_Selected text_
^^^^^^^^
LIBCDT(3)

NAME

Cdt - container data types

SYNOPSIS

#include <graphviz/cdt.h>

DICTIONARY TYPES
Void_t*;
Dt_t;
Dtdisc_t;
Dtmethod_t;
Dtlink_t;
Dtstat_t;

DICTIONARY CONTROL
Dt_t*       dtopen(Dtdisc_t* disc, Dtmethod_t* meth);
int         dtclose(Dt_t* dt);
void        dtclear(dt);
Dtmethod_t* dtmethod(Dt_t* dt, Dtmethod_t* meth);
Dtdisc_t*   dtdisc(Dt_t* dt, Dtdisc_t* disc, int type);
Dt_t*       dtview(Dt_t* dt, Dt_t* view);

STORAGE METHODS
Dtmethod_t* Dtset;
Dtmethod_t* Dtbag;
Dtmethod_t* Dtoset;
Dtmethod_t* Dtobag;
Dtmethod_t* Dtlist;
Dtmethod_t* Dtstack;
Dtmethod_t* Dtqueue;

DISCIPLINE
typedef Void_t*      (*Dtmake_f)(Dt_t*, Void_t*, Dtdisc_t*);
typedef void         (*Dtfree_f)(Dt_t*, Void_t*, Dtdisc_t*);
typedef int          (*Dtcompar_f)(Dt_t*, Void_t*, Void_t*, Dtdisc_t*);
typedef unsigned int (*Dthash_f)(Dt_t*, Void_t*, Dtdisc_t*);
typedef Void_t*      (*Dtmemory_f)(Dt_t*, Void_t*, size_t, Dtdisc_t*);
typedef int          (*Dtevent_f)(Dt_t*, int, Void_t*, Dtdisc_t*);

OBJECT OPERATIONS
Void_t*   dtinsert(Dt_t* dt, Void_t* obj);
Void_t*   dtdelete(Dt_t* dt, Void_t* obj);
Void_t*   dtsearch(Dt_t* dt, Void_t* obj);
Void_t*   dtmatch(Dt_t* dt, Void_t* key);
Void_t*   dtfirst(Dt_t* dt);
Void_t*   dtnext(Dt_t* dt, Void_t* obj);
Void_t*   dtlast(Dt_t* dt);
Void_t*   dtprev(Dt_t* dt, Void_t* obj);
Void_t*   dtfinger(Dt_t* dt);
Void_t*   dtrenew(Dt_t* dt, Void_t* obj);
int       dtwalk(Dt_t* dt, int (*userf)(Dt_t*, Void_t*, Void_t*), Void_t*);
Dtlink_t* dtflatten(Dt_t* dt);
Dtlink_t* dtlink(Dt_t*, Dtlink_t* link);
Void_t*   dtobj(Dt_t* dt, Dtlink_t* link);
Dtlink_t* dtextract(Dt_t* dt);
int       dtrestore(Dt_t* dt, Dtlink_t* link);

DICTIONARY STATUS
Dt_t*     dtvnext(Dt_t* dt);
int       dtvcount(Dt_t* dt);
Dt_t*     dtvhere(Dt_t* dt);
int       dtsize(Dt_t* dt);
int       dtstat(Dt_t* dt, Dtstat_t*, int all);

HASH FUNCTIONS
unsigned int dtstrhash(unsigned int h, char* str, int n);
unsigned int dtcharhash(unsigned int h, unsigned char c);

DESCRIPTION

Cdt manages run-time dictionaries using standard container data types: unordered set/multiset, ordered set/multiset, list, stack, and queue.
^^^^^^^^
_Data lines_
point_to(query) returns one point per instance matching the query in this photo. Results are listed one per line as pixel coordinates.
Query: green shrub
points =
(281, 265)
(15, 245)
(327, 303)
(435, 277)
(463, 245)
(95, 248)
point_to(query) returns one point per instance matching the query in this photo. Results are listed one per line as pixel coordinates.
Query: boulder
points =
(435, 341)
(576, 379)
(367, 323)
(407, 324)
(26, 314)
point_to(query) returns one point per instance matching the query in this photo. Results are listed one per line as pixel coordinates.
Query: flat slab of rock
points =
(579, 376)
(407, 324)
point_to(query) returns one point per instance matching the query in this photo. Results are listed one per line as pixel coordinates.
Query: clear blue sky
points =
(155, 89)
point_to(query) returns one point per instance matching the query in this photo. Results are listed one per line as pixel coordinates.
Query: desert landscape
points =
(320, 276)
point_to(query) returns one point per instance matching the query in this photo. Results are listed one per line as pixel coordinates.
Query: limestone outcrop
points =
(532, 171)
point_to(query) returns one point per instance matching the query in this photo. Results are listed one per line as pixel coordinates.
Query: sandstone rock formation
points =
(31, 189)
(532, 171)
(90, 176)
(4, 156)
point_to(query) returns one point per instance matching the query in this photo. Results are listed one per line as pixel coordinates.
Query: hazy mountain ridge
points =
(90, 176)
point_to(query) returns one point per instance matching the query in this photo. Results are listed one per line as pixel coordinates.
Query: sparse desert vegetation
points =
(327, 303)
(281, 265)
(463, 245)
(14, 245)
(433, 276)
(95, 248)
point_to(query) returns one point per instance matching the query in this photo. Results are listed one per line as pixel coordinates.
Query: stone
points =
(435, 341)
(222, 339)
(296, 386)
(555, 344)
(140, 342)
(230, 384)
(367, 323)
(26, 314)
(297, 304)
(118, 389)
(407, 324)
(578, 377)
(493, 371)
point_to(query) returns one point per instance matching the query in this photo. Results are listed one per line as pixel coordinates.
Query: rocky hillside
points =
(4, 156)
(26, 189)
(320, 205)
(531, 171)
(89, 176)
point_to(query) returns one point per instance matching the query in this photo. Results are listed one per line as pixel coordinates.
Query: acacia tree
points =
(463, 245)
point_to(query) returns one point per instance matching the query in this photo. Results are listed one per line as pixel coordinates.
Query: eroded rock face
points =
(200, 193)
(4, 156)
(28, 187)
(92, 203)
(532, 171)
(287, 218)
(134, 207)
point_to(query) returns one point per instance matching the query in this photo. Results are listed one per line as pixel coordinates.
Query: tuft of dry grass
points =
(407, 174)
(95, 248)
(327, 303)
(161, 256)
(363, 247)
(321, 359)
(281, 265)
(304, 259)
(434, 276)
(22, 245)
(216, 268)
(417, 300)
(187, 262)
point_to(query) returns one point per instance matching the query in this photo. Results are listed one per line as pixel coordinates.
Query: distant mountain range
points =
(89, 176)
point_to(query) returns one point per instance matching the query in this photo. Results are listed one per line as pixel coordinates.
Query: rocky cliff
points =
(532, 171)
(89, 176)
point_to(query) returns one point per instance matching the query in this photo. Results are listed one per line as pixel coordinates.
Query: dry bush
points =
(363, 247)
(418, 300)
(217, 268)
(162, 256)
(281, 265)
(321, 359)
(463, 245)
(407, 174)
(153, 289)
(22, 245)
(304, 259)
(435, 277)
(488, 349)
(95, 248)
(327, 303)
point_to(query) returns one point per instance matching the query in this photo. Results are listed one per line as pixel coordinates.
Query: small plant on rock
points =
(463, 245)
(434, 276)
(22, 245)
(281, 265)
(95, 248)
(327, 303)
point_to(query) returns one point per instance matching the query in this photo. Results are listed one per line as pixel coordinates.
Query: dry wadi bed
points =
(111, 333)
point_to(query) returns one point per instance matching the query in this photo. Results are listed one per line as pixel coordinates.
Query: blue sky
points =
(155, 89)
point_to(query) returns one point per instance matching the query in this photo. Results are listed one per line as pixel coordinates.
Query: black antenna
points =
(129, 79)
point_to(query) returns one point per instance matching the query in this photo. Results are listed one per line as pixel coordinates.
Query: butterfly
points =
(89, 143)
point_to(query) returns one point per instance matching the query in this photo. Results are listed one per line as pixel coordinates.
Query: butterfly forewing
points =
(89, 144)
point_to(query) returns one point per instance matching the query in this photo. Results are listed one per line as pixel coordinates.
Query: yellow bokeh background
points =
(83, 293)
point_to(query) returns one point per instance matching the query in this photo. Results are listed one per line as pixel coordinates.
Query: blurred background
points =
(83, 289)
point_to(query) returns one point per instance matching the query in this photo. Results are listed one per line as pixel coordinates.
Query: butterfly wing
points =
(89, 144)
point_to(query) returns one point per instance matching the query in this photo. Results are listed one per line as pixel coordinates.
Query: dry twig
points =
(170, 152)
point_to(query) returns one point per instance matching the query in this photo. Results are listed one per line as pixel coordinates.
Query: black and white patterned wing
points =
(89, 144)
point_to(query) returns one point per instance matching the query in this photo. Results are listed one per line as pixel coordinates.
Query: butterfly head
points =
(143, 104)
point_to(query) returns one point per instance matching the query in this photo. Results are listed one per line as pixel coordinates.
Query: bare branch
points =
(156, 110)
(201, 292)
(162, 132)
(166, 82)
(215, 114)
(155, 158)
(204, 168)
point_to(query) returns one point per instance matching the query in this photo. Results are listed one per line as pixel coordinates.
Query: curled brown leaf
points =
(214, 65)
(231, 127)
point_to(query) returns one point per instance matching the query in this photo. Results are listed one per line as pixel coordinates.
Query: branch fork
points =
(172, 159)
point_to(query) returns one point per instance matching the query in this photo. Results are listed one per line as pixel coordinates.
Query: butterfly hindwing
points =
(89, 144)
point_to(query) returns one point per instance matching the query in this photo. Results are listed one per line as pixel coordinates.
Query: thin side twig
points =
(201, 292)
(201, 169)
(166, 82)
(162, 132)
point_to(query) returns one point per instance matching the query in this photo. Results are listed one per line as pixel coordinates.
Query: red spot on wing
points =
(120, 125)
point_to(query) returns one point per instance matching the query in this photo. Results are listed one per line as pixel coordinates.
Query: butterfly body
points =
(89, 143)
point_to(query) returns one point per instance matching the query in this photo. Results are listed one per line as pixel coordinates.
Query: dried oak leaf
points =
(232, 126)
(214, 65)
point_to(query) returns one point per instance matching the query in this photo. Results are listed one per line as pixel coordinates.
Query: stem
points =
^^^^^^^^
_Stated task_
Please write out the Cdt manual page verbatim, starting at "DICTIONARY STATUS" and ending at "stack, and queue.". The items come from a different source than the manual page.

_Task result_
DICTIONARY STATUS
Dt_t*     dtvnext(Dt_t* dt);
int       dtvcount(Dt_t* dt);
Dt_t*     dtvhere(Dt_t* dt);
int       dtsize(Dt_t* dt);
int       dtstat(Dt_t* dt, Dtstat_t*, int all);

HASH FUNCTIONS
unsigned int dtstrhash(unsigned int h, char* str, int n);
unsigned int dtcharhash(unsigned int h, unsigned char c);

DESCRIPTION

Cdt manages run-time dictionaries using standard container data types: unordered set/multiset, ordered set/multiset, list, stack, and queue.